→ **EXTRAIT DE PAGE**:
◇ ◇ ◇ ◇ ◇
C’est la fin du tunnel pour Roger Federer. Après 13 mois sans avoir disputé le moindre match sur le circuit, le Suisse reprend du service cette semaine à Doha. Entre son dernier match officiel, disputé à l’Open d’Australie contre Novak Djokovic le 30 janvier 2020, et son arrivée au Qatar ce week-end, une pandémie mondiale et surtout deux arthroscopies au genou droit ont semé le doute dans la tête de l’homme aux 103 titres.

Après plus de vingt années de bons et loyaux services sur le circuit, le Bâlois aurait pu ranger sa raquette avec le sentiment du devoir accompli, en ayant remporté à peu près tous les titres et brisé quasiment tous les records possibles et imaginables. Mais à bientôt 40 ans, Federer a décidé de repartir au combat. Et cette fois, c’est presque une certitude, ce sera pour la dernière fois. Mais la fin n’est pas encore connue…

Si le Suisse a décidé de revenir, ce n’est pas pour se prouver quoi que ce soit, sinon qu’il est le plus grand joueur de l’histoire, mais car ses ambitions demeurent intactes. Surtout que la vie sur le circuit ne l’a toujours pas blasé après plus de 1 500 matches disputés… «J’ai juste l’impression que l’histoire n’est pas encore finie. J’aimerais ressentir à nouveau cette adrénaline de jouer contre les meilleurs dans les plus grands tournois et avec l’espoir de les gagner. Je verrai bien si j’aime toujours la vie sur le circuit, avec la quarantaine, et les difficultés actuelles pour voyager. Mais j’espère jouer encore assez longtemps pour le faire devant des stades pleins», a ainsi déclaré le principal intéressé lors de sa première conférence de presse à Doha.
◇ ◇ ◇ ◇ ◇
→ **DONNÉES AFFICHÉES**:
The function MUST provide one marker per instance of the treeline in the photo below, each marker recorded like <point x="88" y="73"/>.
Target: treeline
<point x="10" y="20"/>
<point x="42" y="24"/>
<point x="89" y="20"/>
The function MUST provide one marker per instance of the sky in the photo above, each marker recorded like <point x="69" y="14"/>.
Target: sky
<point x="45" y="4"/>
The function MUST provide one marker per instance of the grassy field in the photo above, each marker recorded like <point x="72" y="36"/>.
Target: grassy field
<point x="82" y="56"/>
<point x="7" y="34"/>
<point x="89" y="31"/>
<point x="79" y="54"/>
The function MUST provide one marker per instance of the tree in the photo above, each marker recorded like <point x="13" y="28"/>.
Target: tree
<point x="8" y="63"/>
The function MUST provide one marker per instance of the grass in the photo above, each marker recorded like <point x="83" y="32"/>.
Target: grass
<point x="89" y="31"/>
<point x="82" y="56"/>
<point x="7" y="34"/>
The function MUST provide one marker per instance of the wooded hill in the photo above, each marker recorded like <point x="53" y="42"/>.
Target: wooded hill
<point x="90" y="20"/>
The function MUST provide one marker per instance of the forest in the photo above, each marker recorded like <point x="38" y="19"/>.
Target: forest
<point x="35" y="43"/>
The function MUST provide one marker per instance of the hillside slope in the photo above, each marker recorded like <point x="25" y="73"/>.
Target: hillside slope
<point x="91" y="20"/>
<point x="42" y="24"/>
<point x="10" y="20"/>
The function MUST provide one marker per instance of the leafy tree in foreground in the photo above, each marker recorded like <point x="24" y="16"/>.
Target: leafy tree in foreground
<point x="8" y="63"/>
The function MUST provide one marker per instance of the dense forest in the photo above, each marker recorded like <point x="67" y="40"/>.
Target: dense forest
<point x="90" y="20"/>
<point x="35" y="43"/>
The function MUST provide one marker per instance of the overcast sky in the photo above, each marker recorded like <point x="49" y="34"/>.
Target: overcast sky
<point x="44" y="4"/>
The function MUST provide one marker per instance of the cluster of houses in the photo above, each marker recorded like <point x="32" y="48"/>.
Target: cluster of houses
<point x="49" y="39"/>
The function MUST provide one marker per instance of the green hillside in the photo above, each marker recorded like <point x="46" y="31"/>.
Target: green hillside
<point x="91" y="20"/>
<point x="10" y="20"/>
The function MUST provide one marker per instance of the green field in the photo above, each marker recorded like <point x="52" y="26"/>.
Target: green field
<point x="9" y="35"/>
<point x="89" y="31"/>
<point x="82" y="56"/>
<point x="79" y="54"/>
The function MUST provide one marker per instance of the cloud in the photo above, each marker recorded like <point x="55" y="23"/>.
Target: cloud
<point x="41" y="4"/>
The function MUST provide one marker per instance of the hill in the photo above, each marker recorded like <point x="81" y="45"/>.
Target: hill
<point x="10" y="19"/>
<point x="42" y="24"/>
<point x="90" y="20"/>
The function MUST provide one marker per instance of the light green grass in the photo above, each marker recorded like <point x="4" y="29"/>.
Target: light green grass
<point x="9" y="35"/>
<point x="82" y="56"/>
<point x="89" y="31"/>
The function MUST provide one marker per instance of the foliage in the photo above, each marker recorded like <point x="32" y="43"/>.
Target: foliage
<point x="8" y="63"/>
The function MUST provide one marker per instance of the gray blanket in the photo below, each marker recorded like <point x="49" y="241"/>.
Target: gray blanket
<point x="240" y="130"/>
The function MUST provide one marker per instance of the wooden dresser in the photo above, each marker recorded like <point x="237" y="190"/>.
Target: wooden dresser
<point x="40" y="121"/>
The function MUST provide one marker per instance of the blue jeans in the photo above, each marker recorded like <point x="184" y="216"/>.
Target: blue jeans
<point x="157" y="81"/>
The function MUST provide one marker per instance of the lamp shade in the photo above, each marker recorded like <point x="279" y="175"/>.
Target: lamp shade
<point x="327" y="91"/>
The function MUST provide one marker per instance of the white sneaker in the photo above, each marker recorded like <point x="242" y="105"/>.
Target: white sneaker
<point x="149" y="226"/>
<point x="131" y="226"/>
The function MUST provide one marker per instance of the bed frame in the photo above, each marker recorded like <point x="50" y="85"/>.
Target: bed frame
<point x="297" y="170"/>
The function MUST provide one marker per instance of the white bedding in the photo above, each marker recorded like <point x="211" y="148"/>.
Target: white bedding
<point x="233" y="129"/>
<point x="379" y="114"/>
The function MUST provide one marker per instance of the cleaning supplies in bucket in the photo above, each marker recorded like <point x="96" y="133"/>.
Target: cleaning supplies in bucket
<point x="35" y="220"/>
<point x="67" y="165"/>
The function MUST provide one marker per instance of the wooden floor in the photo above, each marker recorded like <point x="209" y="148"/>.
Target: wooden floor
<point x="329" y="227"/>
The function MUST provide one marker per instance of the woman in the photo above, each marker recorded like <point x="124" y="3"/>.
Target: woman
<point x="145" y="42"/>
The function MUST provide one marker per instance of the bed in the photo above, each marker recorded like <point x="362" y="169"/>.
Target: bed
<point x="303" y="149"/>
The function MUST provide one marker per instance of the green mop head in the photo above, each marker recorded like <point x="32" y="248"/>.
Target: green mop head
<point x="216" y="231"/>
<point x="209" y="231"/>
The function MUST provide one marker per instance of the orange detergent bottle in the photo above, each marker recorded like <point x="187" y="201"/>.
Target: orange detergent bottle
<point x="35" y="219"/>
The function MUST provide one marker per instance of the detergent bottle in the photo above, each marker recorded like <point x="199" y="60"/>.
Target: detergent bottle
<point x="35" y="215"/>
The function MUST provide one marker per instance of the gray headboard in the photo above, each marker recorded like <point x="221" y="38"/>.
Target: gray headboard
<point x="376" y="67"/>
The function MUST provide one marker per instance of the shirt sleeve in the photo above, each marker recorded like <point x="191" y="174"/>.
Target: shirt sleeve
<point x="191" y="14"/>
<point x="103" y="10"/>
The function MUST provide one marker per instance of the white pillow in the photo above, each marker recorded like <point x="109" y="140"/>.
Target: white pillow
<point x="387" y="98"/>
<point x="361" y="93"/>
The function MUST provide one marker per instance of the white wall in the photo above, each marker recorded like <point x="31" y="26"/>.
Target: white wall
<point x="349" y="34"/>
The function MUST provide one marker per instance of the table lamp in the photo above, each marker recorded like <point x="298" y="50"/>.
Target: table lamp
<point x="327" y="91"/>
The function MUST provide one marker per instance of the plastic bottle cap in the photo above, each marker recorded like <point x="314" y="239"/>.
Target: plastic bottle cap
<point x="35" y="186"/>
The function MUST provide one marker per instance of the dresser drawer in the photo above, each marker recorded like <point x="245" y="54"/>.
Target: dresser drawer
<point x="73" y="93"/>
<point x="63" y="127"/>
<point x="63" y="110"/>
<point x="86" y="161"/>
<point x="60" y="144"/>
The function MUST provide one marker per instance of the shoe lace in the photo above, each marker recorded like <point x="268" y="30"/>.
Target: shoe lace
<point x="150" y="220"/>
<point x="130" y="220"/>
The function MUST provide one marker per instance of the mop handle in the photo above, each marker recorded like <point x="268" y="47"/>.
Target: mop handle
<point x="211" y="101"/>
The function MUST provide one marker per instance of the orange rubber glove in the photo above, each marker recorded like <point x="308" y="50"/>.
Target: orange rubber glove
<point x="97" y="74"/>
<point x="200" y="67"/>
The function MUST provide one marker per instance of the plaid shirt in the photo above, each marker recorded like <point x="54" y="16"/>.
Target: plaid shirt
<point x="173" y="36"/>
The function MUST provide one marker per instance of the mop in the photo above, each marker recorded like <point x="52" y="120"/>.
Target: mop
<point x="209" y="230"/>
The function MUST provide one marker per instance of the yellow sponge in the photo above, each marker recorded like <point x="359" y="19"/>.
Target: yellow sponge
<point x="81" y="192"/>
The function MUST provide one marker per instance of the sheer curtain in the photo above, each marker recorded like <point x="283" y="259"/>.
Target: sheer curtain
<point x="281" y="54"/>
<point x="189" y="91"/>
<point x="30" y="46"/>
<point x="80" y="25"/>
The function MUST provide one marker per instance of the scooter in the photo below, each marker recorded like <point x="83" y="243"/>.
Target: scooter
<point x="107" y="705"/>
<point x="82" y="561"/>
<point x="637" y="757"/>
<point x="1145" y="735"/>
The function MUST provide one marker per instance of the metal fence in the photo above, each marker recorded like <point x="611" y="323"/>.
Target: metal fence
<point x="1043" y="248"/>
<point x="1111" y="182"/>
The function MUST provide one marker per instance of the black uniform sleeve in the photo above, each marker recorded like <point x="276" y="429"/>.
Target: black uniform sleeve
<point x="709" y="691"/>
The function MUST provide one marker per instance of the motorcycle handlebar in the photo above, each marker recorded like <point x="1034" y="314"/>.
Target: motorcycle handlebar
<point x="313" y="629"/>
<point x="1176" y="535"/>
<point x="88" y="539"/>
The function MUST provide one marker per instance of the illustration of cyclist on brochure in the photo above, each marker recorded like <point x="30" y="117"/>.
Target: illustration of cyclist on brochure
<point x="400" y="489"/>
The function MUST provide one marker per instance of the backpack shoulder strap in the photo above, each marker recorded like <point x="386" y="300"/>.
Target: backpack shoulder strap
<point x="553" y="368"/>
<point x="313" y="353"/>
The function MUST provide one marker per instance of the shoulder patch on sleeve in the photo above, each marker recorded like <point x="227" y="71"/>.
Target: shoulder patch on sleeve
◇ ◇ ◇ ◇ ◇
→ **CONSIGNE 1**: Recopiez le passage de l'article sur le retour de Roger Federer allant de « C’est la fin » jusqu'à « aux 103 titres. », en remplaçant « Doha » par « Dubaï ».
→ **CONSIGNE 2**:
Répondez à ces questions d'après l'article sur le retour de Roger Federer :
(a) Contre qui et à quelle date a-t-il disputé son dernier match officiel ?
(b) Combien de titres compte-t-il ?
(c) Combien de matches a-t-il disputés sur le circuit ?
→ **CONSIGNE 3**: Dans l'article sur le retour de Roger Federer, résumez en deux phrases le paragraphe qui commence par « Après plus de vingt années », en conservant ses faits principaux.

→ **RÉPONSE 1**:
C’est la fin du tunnel pour Roger Federer. Après 13 mois sans avoir disputé le moindre match sur le circuit, le Suisse reprend du service cette semaine à Dubaï. Entre son dernier match officiel, disputé à l’Open d’Australie contre Novak Djokovic le 30 janvier 2020, et son arrivée au Qatar ce week-end, une pandémie mondiale et surtout deux arthroscopies au genou droit ont semé le doute dans la tête de l’homme aux 103 titres.

→ **RÉPONSE 2**:
(a) Contre Novak Djokovic, le 30 janvier 2020, à l'Open d'Australie.
(b) 103 titres.
(c) Plus de 1 500 matches.

→ **RÉPONSE 3**: Après plus de vingt ans sur le circuit, le Bâlois aurait pu s'arrêter, car il a remporté presque tous les titres et battu presque tous les records. À bientôt 40 ans, il a pourtant choisi de revenir, très probablement pour la dernière fois, sans que l'on connaisse encore l'issue.